▶ PROVIDED DATA:
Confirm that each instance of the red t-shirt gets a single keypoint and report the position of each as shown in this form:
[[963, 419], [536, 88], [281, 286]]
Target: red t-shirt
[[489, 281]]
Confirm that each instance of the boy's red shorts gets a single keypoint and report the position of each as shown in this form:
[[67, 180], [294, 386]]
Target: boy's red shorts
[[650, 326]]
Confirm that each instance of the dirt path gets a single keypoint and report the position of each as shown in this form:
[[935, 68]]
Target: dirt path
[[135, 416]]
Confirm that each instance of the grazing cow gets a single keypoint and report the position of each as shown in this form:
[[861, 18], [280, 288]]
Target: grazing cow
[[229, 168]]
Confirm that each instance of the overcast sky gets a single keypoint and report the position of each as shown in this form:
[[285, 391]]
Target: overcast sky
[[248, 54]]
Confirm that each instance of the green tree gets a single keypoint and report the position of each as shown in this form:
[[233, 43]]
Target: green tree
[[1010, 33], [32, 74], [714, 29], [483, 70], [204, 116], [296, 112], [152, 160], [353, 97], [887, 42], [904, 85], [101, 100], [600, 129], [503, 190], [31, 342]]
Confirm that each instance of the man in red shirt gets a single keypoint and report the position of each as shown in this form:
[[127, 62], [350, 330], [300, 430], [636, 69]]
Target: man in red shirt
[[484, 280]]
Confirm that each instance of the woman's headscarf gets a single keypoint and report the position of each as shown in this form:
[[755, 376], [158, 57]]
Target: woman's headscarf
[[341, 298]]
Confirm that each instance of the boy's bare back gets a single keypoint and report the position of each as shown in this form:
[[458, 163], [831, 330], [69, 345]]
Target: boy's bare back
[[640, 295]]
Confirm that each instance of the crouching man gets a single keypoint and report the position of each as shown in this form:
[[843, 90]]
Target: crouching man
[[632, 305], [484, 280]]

▶ TASK GOAL:
Reproduce the listing above with "keypoint" swapped for "marker" everywhere it occurs, leaving every other part unchanged.

▶ FULL RESPONSE:
Confirm that each instance of the red t-shirt gets a single marker and report the position of each as shown in this form:
[[963, 419], [536, 88], [281, 286]]
Target: red t-shirt
[[489, 281]]
Confirm that each instance of the boy's red shorts gets a single marker and report the position of each as shown in this form:
[[67, 180], [294, 386]]
Target: boy's red shorts
[[650, 326]]
Confirm that each instance of the dirt path gets a single marker and report the position of each as shown in this form:
[[935, 68]]
Target: dirt path
[[135, 416]]
Confirm that each instance of the grazing cow gets a single marker and report the position of each as shown in this form:
[[861, 18], [280, 288]]
Target: grazing cow
[[229, 168]]
Confirm that each instance of the overcast sky gets a single marker and report the position of each as shown in this form:
[[285, 391]]
Target: overcast sky
[[248, 54]]
Confirm that each instance of the green tree gets a single marker and report the position of each as shown in this form:
[[233, 43]]
Target: green tree
[[1010, 33], [32, 74], [714, 29], [483, 70], [204, 116], [296, 112], [152, 160], [353, 97], [887, 42], [904, 85], [101, 100], [600, 129], [503, 190], [31, 342]]
Confirm that each instance of the man in red shirt gets a single marker and report the position of each as shown in this form:
[[127, 62], [350, 330], [300, 430], [636, 69]]
Target: man in red shirt
[[484, 280]]
Confirm that each instance of the woman's headscarf gets a single marker and report the position of each as shown in this form:
[[755, 376], [158, 57]]
Target: woman's headscarf
[[341, 298]]
Confirm that each instance of the boy's bare back gets a single marker and report the position of each as shown in this form:
[[458, 163], [831, 330], [69, 345]]
Target: boy's bare back
[[640, 295]]
Confirm that each instance of the crouching man gets a single marker and report the position of each as shown in this form:
[[843, 90]]
Target: crouching man
[[632, 305], [484, 280]]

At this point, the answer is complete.